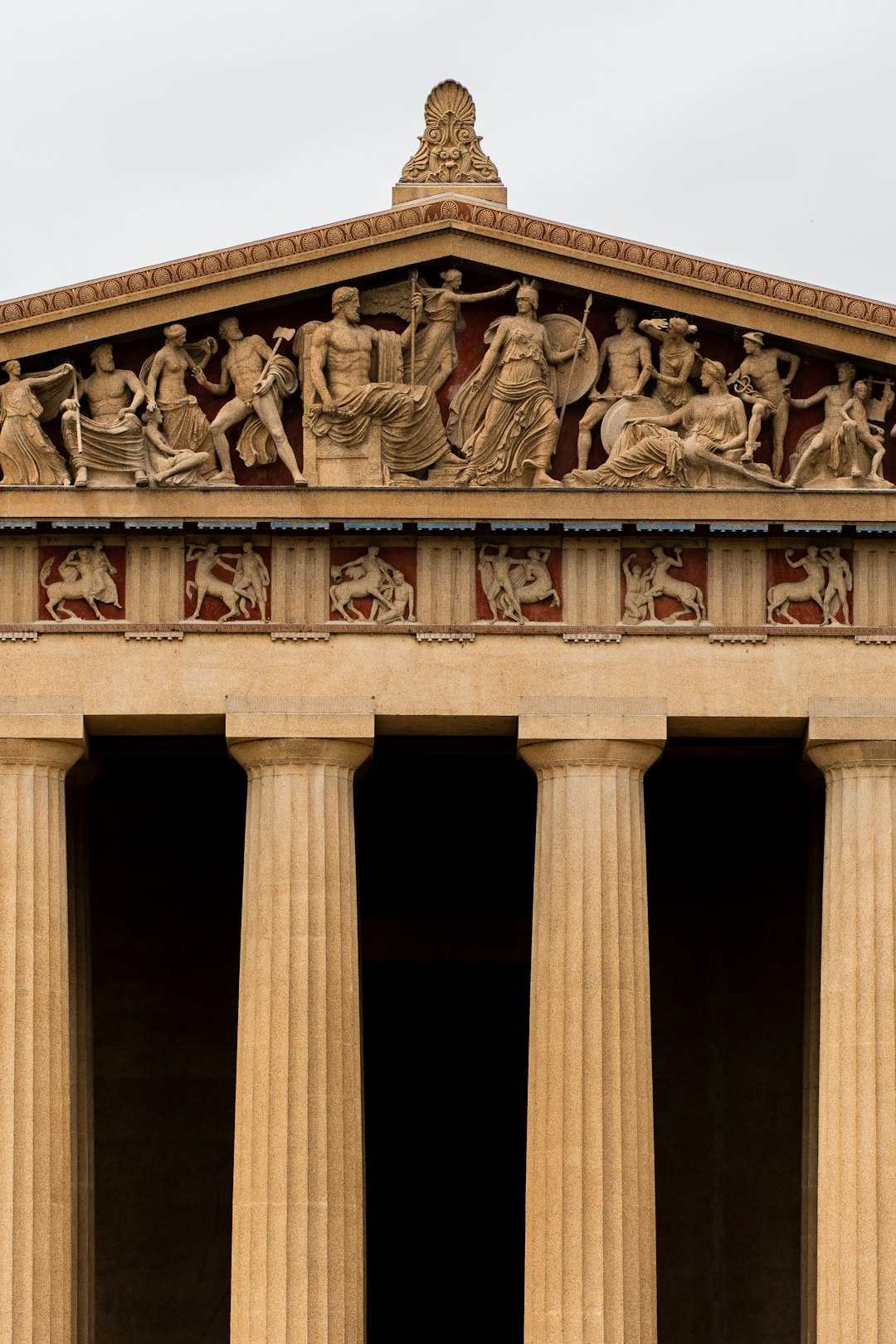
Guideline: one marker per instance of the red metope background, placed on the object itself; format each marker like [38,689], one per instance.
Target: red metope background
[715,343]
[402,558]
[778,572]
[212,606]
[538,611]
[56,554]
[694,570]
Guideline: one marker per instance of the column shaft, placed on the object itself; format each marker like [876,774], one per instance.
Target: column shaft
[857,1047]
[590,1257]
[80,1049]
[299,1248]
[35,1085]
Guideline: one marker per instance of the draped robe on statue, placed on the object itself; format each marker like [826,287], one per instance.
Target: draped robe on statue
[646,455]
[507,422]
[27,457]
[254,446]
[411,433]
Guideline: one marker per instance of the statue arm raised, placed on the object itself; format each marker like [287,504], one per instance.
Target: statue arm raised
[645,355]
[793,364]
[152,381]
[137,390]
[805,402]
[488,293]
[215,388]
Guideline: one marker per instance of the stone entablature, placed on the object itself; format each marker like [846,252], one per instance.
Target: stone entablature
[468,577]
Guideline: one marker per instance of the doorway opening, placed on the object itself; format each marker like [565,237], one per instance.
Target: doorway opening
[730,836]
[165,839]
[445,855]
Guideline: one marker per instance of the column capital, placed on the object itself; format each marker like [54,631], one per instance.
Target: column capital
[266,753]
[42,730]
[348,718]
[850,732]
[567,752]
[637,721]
****************************************
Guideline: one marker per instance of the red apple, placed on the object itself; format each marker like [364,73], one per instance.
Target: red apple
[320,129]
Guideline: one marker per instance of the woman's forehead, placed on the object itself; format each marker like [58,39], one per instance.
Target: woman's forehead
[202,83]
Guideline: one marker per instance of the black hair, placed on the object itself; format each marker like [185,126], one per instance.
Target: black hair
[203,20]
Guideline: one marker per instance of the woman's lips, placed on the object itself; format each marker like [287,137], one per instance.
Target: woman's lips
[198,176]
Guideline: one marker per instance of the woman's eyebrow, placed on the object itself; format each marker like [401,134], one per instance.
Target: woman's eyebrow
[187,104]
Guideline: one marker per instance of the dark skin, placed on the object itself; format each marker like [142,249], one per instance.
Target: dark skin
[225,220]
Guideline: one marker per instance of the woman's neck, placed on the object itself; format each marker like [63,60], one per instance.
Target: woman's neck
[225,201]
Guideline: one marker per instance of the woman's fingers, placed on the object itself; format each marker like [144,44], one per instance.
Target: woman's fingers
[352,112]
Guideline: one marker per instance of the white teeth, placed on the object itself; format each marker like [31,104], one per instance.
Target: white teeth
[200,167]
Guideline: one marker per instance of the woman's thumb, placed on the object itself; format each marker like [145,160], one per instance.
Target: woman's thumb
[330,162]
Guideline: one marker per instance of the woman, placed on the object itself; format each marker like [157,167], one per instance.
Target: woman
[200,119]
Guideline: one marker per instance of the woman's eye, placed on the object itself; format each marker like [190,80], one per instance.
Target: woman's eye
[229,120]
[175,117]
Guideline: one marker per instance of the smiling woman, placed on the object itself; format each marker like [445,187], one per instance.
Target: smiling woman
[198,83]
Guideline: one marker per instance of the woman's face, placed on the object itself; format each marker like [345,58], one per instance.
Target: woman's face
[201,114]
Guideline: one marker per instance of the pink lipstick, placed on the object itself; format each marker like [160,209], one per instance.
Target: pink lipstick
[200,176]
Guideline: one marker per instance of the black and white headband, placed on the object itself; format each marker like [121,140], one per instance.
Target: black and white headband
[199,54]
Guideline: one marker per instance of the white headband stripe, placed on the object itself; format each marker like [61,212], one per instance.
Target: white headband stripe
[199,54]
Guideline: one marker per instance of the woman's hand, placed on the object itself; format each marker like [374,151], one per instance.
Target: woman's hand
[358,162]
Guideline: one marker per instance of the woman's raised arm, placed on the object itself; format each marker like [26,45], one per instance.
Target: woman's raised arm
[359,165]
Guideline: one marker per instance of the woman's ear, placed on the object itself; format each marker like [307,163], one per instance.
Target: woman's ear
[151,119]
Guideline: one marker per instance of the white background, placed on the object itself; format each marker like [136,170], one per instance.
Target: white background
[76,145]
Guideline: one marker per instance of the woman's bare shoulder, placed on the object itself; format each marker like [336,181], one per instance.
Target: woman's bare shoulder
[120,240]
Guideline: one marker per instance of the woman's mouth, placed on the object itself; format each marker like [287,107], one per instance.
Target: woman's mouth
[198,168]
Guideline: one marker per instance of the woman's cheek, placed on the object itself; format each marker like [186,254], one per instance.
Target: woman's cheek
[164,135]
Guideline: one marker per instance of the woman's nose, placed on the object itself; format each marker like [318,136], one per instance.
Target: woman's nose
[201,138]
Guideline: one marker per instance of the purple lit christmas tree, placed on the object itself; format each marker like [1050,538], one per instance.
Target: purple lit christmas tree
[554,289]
****************************************
What to do » Using the records above, copy word for word the line with "Target: woman's raised arm", the line with "Guideline: one marker per instance of the woman's bare", and every line between them.

Exercise answer »
Target: woman's raised arm
[359,165]
Guideline: one marker per instance of the woman's ear, placed on the object itself; format each marker like [307,163], one per instance.
Target: woman's ear
[151,119]
Guideline: one marker per instance of the white background, placed on the object itself; format each marker like [136,170], one per instance.
Target: white background
[76,145]
Guideline: one marker per instance of the woman's bare shoulder, placed on the object itself; format each marker like [336,181], one per instance.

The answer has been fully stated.